What you need to do:
Please quote the records below from the line with "great tit's blue-grey" up to and including the line with "[0, 300, 565, 610]", copying those lines and nothing else.

Task inputs:
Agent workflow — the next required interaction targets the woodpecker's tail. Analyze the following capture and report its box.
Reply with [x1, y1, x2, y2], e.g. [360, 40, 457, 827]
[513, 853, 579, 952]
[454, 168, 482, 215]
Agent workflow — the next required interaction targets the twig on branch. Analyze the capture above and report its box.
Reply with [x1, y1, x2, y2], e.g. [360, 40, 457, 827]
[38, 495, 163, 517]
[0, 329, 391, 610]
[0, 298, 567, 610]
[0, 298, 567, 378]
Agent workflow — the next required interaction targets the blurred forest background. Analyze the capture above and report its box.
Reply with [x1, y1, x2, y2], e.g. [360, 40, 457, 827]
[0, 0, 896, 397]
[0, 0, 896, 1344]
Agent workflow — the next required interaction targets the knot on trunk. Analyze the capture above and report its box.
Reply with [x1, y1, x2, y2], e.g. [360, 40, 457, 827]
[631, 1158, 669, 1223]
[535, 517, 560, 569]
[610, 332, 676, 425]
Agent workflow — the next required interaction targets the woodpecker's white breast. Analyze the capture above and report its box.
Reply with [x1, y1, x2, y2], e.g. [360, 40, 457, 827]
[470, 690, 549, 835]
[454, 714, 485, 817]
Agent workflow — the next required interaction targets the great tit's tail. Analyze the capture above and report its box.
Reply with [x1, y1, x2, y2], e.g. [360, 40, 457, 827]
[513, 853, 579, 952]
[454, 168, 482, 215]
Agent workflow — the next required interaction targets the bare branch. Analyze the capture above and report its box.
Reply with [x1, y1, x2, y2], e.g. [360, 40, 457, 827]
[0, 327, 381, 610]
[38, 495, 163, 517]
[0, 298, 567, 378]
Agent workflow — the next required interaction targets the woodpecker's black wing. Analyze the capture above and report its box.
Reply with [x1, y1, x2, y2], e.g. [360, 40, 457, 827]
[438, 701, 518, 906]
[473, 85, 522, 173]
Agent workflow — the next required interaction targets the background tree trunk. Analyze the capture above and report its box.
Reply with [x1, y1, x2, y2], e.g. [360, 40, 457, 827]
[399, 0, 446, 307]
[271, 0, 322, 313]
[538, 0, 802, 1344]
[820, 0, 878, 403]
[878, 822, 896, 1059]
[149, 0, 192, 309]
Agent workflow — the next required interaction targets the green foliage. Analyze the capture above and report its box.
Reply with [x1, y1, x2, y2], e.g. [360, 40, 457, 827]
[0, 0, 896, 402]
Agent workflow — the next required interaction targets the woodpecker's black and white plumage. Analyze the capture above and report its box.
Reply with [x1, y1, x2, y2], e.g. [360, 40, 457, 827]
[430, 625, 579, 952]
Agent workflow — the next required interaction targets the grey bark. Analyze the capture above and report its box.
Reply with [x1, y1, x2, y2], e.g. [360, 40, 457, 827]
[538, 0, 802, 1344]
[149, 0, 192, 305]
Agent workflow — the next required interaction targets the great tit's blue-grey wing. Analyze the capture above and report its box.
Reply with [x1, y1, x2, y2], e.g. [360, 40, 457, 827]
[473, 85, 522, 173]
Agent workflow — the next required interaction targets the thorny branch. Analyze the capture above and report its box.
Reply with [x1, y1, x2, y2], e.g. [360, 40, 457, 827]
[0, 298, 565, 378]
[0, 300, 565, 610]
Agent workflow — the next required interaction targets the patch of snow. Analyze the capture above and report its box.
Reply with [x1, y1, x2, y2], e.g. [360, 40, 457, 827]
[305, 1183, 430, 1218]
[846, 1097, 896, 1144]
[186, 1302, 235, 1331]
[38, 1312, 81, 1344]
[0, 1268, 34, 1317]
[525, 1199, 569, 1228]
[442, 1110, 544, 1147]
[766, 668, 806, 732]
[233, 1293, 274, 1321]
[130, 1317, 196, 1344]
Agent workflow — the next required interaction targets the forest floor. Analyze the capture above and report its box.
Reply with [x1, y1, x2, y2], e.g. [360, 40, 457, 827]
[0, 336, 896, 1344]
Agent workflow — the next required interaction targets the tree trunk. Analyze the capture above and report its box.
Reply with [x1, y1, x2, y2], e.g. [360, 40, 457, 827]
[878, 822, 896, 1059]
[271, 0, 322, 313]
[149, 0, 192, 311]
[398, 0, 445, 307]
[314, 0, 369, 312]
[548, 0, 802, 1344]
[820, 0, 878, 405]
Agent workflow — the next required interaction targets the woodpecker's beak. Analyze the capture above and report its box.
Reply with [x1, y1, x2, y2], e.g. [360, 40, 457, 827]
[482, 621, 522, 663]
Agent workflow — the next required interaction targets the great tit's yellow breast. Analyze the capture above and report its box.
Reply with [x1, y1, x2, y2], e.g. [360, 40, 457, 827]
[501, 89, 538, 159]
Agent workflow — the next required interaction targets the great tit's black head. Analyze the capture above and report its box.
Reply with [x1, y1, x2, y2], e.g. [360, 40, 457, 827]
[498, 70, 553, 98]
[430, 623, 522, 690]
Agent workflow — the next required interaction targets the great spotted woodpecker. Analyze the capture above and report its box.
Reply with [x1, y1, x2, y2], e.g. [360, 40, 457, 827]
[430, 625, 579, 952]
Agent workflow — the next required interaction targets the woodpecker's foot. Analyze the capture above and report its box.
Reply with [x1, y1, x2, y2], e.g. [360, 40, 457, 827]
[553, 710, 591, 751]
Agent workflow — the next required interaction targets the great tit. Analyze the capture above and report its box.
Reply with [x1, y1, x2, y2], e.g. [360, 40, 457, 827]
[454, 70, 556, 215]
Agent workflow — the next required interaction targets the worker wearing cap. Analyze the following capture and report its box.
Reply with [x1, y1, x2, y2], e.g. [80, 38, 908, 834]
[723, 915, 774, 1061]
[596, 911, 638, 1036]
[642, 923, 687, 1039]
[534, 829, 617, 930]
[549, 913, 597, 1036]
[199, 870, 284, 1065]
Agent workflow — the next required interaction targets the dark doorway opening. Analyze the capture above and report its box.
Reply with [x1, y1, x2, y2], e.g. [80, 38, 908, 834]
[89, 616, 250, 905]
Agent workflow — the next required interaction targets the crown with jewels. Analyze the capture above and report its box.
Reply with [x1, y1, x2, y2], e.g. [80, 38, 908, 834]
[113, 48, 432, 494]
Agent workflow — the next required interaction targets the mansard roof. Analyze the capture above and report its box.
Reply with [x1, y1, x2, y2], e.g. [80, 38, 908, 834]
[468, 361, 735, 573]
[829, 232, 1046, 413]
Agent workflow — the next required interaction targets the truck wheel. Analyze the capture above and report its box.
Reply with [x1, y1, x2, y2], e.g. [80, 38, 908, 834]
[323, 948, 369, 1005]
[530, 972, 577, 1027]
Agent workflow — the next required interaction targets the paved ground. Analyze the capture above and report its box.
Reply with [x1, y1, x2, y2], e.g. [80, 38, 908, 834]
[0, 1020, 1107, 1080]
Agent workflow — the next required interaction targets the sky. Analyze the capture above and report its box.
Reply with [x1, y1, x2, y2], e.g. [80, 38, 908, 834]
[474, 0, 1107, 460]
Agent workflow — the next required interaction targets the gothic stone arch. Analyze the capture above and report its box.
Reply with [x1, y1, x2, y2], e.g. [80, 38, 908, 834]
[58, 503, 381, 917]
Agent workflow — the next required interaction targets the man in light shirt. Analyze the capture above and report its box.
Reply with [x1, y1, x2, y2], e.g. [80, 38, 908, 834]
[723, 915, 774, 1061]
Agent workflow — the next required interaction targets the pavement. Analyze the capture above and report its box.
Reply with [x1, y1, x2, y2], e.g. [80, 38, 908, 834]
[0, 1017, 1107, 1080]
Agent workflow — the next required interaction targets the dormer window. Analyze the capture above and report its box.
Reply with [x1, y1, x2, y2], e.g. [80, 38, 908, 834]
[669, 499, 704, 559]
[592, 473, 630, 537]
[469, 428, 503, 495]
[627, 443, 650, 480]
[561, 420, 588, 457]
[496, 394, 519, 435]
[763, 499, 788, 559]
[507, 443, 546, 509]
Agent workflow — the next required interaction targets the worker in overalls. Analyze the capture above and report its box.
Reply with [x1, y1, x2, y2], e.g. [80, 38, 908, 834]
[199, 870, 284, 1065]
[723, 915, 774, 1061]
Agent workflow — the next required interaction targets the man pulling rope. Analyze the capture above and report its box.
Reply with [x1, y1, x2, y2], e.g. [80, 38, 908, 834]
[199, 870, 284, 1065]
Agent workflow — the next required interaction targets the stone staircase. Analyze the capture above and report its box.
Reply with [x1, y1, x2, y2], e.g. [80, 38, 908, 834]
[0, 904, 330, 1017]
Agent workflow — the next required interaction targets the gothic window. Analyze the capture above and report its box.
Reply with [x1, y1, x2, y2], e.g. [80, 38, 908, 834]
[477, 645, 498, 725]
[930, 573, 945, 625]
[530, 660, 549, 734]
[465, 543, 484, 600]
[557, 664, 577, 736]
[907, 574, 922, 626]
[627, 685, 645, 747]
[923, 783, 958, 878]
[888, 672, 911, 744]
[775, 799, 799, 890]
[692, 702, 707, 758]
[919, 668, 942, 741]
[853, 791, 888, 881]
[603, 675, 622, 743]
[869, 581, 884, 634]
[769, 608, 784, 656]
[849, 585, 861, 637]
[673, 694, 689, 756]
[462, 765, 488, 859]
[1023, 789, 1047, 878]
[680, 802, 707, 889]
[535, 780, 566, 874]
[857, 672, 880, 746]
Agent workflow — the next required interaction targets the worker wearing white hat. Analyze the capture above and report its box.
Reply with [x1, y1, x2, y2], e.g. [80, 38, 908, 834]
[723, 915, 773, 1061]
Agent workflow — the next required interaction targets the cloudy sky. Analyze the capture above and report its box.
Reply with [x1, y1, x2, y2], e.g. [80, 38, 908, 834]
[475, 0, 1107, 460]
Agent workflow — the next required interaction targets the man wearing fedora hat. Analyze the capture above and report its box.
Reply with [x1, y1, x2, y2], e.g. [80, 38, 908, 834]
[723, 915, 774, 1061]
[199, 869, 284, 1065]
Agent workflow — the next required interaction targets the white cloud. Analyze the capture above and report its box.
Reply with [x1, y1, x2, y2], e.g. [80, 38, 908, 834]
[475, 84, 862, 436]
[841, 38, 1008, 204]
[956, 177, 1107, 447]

Output for this exercise:
Agent workflow — the next required interaction targets the great tit's blue-grey wing. Analyze the capture above and report its box.
Reply with [x1, y1, x2, y2], e.g. [360, 40, 457, 827]
[473, 85, 522, 173]
Agent workflow — the next required interaction targets the thorny branch. Analyze the capture above and report its box.
Reply with [x1, y1, x2, y2], e.g. [360, 40, 457, 827]
[0, 298, 565, 378]
[0, 300, 565, 610]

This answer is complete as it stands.